→ Instructions to follow
Output the material beneath exactly, leaving nothing out.
────────────────────
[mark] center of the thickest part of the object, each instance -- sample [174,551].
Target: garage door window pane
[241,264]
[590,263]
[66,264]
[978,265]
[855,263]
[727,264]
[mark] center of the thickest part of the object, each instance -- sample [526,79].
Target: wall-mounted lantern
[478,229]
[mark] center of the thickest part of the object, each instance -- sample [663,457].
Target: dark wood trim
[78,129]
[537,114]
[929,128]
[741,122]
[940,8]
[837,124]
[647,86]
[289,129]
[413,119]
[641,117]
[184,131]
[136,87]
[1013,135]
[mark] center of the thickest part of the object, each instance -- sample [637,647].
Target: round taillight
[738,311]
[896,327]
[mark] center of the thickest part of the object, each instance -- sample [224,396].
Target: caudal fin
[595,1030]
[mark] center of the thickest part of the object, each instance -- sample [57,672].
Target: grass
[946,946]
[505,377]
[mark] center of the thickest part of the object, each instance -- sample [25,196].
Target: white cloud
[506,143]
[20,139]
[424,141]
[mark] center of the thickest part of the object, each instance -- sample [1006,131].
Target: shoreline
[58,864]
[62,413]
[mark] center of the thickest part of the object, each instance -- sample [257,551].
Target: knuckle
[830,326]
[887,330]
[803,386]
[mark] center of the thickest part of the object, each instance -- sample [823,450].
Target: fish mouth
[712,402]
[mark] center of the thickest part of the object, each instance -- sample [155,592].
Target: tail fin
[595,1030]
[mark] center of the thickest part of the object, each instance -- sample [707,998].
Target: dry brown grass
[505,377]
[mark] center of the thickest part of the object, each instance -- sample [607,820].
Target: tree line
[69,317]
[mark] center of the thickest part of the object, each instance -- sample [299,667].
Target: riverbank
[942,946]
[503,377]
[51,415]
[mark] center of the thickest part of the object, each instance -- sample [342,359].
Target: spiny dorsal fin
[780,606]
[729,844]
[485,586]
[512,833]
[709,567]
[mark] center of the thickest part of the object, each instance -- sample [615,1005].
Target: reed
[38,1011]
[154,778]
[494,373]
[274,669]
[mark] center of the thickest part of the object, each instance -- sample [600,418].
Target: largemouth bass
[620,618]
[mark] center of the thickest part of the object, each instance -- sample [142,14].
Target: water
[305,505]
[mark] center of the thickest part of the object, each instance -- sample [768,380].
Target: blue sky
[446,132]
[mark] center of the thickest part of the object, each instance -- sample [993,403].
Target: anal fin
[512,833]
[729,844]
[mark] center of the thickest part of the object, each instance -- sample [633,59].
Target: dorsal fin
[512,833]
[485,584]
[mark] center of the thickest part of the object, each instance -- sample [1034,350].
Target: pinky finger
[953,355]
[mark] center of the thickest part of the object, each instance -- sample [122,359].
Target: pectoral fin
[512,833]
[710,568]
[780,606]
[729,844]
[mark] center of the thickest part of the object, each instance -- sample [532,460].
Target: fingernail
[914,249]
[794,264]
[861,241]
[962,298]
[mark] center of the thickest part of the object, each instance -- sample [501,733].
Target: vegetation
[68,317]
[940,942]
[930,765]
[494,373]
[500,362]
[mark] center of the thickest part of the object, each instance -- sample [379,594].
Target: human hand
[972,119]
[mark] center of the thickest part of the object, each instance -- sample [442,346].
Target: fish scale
────────────────────
→ Output below
[mark] center of the thickest part of the object, each instance -- sample [174,551].
Target: garage door window pane
[241,264]
[590,263]
[66,264]
[978,265]
[855,263]
[727,264]
[mark] center of the thickest part of the object, each instance -- sample [526,79].
Target: wall-mounted lantern
[478,229]
[mark] center of the thickest part of the object, each instance -- sample [663,457].
Target: dark wood trim
[78,129]
[537,114]
[929,128]
[741,122]
[940,8]
[837,124]
[647,86]
[289,129]
[413,119]
[641,117]
[184,131]
[136,87]
[1013,135]
[mark] center of the thickest part of the object, each instance -- sample [637,647].
Target: round taillight
[738,311]
[896,327]
[mark] center of the thickest part of the object, each instance -- sample [224,396].
Target: caudal fin
[595,1030]
[mark] center of the thickest part of the object, each instance -- sample [57,672].
Target: grass
[946,946]
[505,377]
[mark] center of the thickest part of the object, each instance -- sample [25,196].
Target: white cloud
[506,143]
[20,139]
[424,141]
[mark] center of the thickest part of the object, each instance -- sample [1006,131].
Target: shoreline
[58,864]
[62,413]
[mark] center of the thickest part of the object, each instance -- sample [257,551].
Target: knuckle
[830,326]
[887,330]
[803,386]
[mark] center of the thickest part of the object, each instance -- sample [823,450].
Target: fish mouth
[712,402]
[mark] center of the thickest part of the object, each instance -- sample [155,592].
Target: tail fin
[595,1030]
[mark] center of the thickest part of the object, each instance -- sample [707,998].
Target: dry brown grass
[505,377]
[mark] center of the thickest part of the object, each instance -- sample [607,820].
Target: tree line
[69,317]
[mark] center of the thickest part of the object, each instance -- sample [299,667].
Target: riverbank
[942,946]
[503,377]
[51,415]
[mark] center of the thickest part of the object, each instance -- sample [342,359].
Target: spiny dorsal fin
[780,606]
[729,844]
[485,586]
[512,833]
[709,567]
[mark] center of the thickest part of the object, each instance -- sample [615,1005].
Target: reed
[38,1011]
[154,778]
[494,373]
[274,669]
[mark] center of the thickest part of the object, each instance -- sample [600,418].
Target: largemouth bass
[620,618]
[mark] center of the thickest part of the object, each instance -- sample [142,14].
Target: water
[305,505]
[mark] center of the thickest part of the object, each instance -- sample [768,380].
Target: blue sky
[446,132]
[mark] center of the thickest part of the object, each instance -- sample [993,403].
Target: anal fin
[512,833]
[729,844]
[mark] center of the thickest part of the object, each instance -- sample [633,59].
Target: dorsal fin
[512,833]
[485,584]
[mark] center of the thickest part of the object, each instance -- sample [1034,350].
Target: pinky finger
[953,355]
[mark] center of the thickest part of the object, each instance -- sample [122,359].
Target: pectoral fin
[512,833]
[710,568]
[780,606]
[729,844]
[mark] center of the thickest part of the object, each instance -- sample [532,460].
Target: fingernail
[914,249]
[794,264]
[861,241]
[962,298]
[mark] center of the thickest part of the object, each instance -- sample [501,733].
Target: vegetation
[68,317]
[940,942]
[930,765]
[494,373]
[500,362]
[mark] center of the thickest part of the object, each instance -- sample [379,594].
Target: human hand
[972,119]
[mark] center of the thickest part of the object, each instance -- sample [442,346].
Target: fish scale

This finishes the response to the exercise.